◆ Task objective
Every single entry that follows is to be retyped exactly.

===============

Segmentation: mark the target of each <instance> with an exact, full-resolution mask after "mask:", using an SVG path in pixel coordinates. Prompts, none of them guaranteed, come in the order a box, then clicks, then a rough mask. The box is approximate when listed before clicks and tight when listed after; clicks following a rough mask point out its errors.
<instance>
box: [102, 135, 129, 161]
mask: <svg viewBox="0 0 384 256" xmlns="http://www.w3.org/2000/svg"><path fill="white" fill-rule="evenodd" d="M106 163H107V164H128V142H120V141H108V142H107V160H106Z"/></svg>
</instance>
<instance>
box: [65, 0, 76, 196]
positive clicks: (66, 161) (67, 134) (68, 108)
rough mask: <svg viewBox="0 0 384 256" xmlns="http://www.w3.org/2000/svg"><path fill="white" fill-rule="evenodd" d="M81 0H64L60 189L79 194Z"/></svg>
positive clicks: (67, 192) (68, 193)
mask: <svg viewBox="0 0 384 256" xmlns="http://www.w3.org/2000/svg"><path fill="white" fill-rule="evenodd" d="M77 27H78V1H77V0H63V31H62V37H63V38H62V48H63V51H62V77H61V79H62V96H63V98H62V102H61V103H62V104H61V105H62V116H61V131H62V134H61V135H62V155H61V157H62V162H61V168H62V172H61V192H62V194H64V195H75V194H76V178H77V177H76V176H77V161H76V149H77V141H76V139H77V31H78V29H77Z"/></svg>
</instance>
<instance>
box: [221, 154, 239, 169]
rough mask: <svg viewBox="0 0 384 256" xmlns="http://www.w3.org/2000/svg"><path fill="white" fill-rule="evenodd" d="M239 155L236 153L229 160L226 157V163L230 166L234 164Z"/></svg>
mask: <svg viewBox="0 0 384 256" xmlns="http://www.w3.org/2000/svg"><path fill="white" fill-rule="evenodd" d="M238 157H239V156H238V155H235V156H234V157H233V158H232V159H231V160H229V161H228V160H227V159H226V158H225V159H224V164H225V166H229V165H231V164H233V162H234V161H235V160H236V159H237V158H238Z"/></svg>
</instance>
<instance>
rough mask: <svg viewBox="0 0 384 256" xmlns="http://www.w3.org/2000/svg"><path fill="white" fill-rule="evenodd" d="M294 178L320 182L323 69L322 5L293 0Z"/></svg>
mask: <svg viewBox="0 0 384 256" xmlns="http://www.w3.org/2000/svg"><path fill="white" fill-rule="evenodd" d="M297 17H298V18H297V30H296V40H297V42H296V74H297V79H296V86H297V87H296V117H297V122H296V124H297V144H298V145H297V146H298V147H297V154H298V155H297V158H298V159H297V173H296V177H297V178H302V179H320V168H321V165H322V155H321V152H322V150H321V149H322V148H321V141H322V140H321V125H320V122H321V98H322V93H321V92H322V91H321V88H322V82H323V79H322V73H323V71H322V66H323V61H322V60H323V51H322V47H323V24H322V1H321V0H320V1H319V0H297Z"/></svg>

===============

◆ Answer for the task
Segmentation: mark the target of each <instance> with an exact, full-resolution mask after "mask:", using an SVG path in pixel coordinates. Prompts, none of them guaranteed, come in the order a box, then clicks, then a rough mask. The box is approximate when listed before clicks and tight when listed after; clicks following a rough mask point out its errors.
<instance>
box: [102, 135, 129, 161]
mask: <svg viewBox="0 0 384 256" xmlns="http://www.w3.org/2000/svg"><path fill="white" fill-rule="evenodd" d="M106 163H107V164H128V142H120V141H108V142H107V160H106Z"/></svg>
</instance>
<instance>
box: [65, 0, 76, 196]
positive clicks: (66, 161) (67, 134) (68, 108)
rough mask: <svg viewBox="0 0 384 256" xmlns="http://www.w3.org/2000/svg"><path fill="white" fill-rule="evenodd" d="M81 0H64L60 189L79 194Z"/></svg>
positive clicks: (67, 192) (68, 193)
mask: <svg viewBox="0 0 384 256" xmlns="http://www.w3.org/2000/svg"><path fill="white" fill-rule="evenodd" d="M77 27H78V1H77V0H63V31H62V37H63V38H62V48H63V51H62V77H61V79H62V96H63V98H62V102H61V103H62V104H61V105H62V116H61V131H62V134H61V135H62V155H61V157H62V162H61V168H62V172H61V192H62V194H64V195H75V194H76V178H77V177H76V176H77V161H76V149H77V141H76V139H77V31H78V29H77Z"/></svg>
</instance>
<instance>
box: [221, 154, 239, 169]
rough mask: <svg viewBox="0 0 384 256" xmlns="http://www.w3.org/2000/svg"><path fill="white" fill-rule="evenodd" d="M239 155L236 153L229 160L226 157V163L230 166L234 164Z"/></svg>
mask: <svg viewBox="0 0 384 256" xmlns="http://www.w3.org/2000/svg"><path fill="white" fill-rule="evenodd" d="M238 157H239V156H238V155H235V156H234V157H233V158H232V159H231V160H229V161H228V160H227V159H226V158H225V159H224V164H225V166H229V165H231V164H233V162H234V161H235V160H236V159H237V158H238Z"/></svg>
</instance>
<instance>
rough mask: <svg viewBox="0 0 384 256" xmlns="http://www.w3.org/2000/svg"><path fill="white" fill-rule="evenodd" d="M294 178L320 182L323 69L322 5L293 0Z"/></svg>
mask: <svg viewBox="0 0 384 256" xmlns="http://www.w3.org/2000/svg"><path fill="white" fill-rule="evenodd" d="M297 17H298V18H297V30H296V40H297V42H296V74H297V79H296V86H297V87H296V117H297V122H296V124H297V144H298V145H297V146H298V147H297V154H298V155H297V158H298V159H297V173H296V177H297V178H302V179H320V168H321V165H322V155H321V152H322V150H321V149H322V148H321V141H322V140H321V125H320V122H321V98H322V93H321V92H322V91H321V88H322V82H323V79H322V73H323V71H322V66H323V61H322V60H323V51H322V47H323V24H322V1H321V0H320V1H319V0H297Z"/></svg>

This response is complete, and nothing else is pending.